- [TEXTE SOURCE]
========================================
D’un robinet d’eau tiède à l’autre, on passe à côté de tout, classicisme, néo-classicisme, modernité ou avant-garde. Il y eut bien les humoristiques délires d’Arthur Pita et les rêves d’un beau romantisme de Sidi Larbi Cherkaoui (oublions l’absurdité d’Edward Lock) pour Casse-Noisette, mais cela ne rachète guère une politique de choix sans ambition et difficile à justifier.
L’œuvre de Maguy Marin est celle d’une très grande créatrice, certainement une figure essentielle au XXe siècle pour le monde de la danse. Pièces d’anthologies déjà mythiques, relecture humoristique et géniale de quelques classiques, provocations cinglantes (pourquoi n’avoir pas plutôt choisi le violent Umwelt, autrement plus significatif et courageux ?), propos social ou politique clair et agressif, il y a une grande variété dans l’œuvre de Marin, avec des pièces qui auraient pu pousser les danseurs de l’Opéra à un travail vraiment différent.
========================================
- [LIGNES DE DONNÉES]
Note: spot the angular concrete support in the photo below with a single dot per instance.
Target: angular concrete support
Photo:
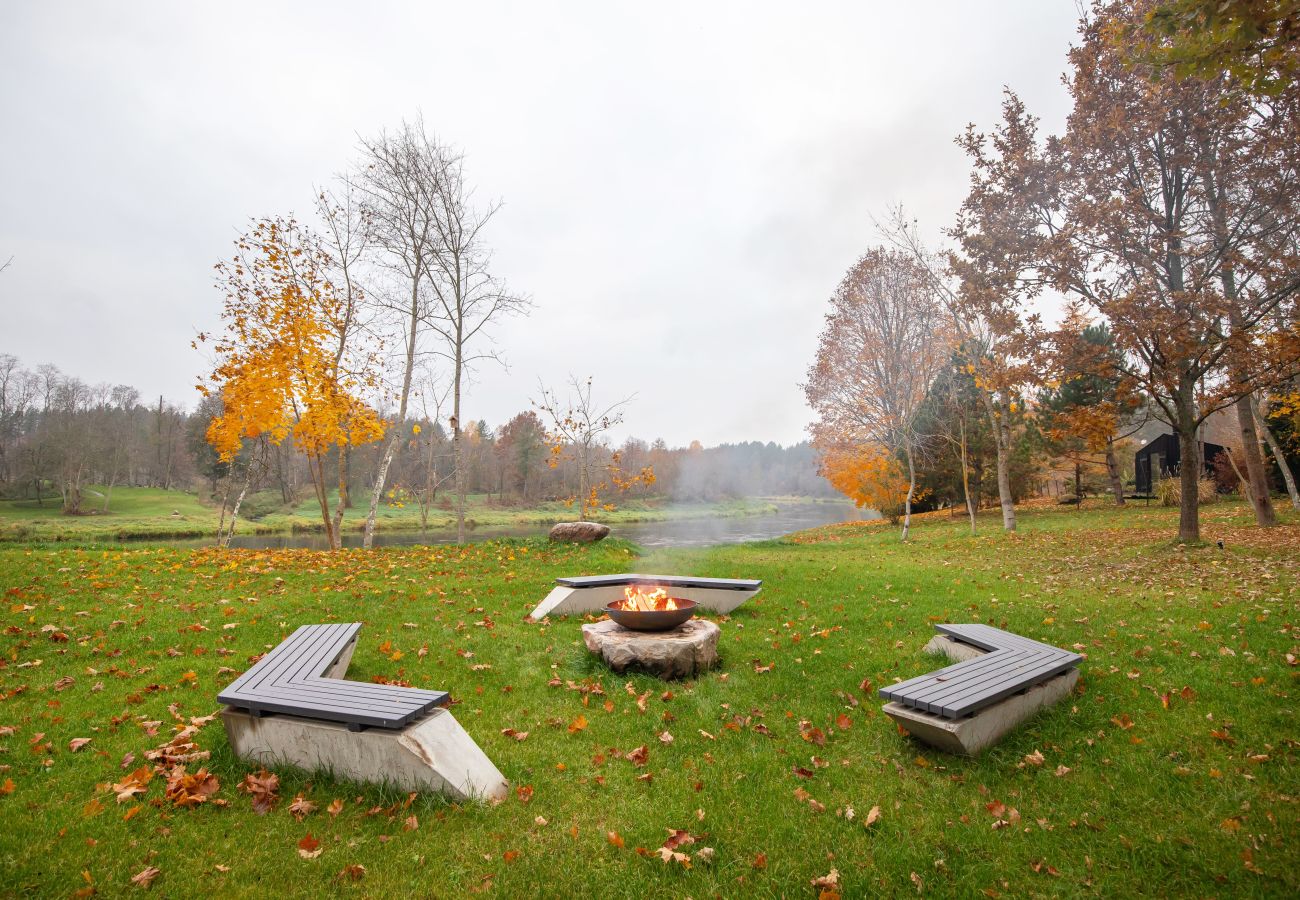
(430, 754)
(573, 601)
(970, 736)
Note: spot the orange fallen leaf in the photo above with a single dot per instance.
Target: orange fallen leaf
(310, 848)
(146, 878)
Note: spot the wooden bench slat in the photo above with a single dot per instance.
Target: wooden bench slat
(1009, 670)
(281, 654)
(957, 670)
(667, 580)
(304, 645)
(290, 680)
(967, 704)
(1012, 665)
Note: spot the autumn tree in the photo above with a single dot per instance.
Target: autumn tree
========================================
- [CONSIGNE] Dans le passage sur Maguy Marin, pouvez-vous reprendre la partie qui commence aux mots « L’œuvre de Maguy » et s'arrête après « travail vraiment différent. », en remplaçant « créatrice » par « chorégraphe » ?

- [RÉPONSE ATTENDUE]
L’œuvre de Maguy Marin est celle d’une très grande chorégraphe, certainement une figure essentielle au XXe siècle pour le monde de la danse. Pièces d’anthologies déjà mythiques, relecture humoristique et géniale de quelques classiques, provocations cinglantes (pourquoi n’avoir pas plutôt choisi le violent Umwelt, autrement plus significatif et courageux ?), propos social ou politique clair et agressif, il y a une grande variété dans l’œuvre de Marin, avec des pièces qui auraient pu pousser les danseurs de l’Opéra à un travail vraiment différent.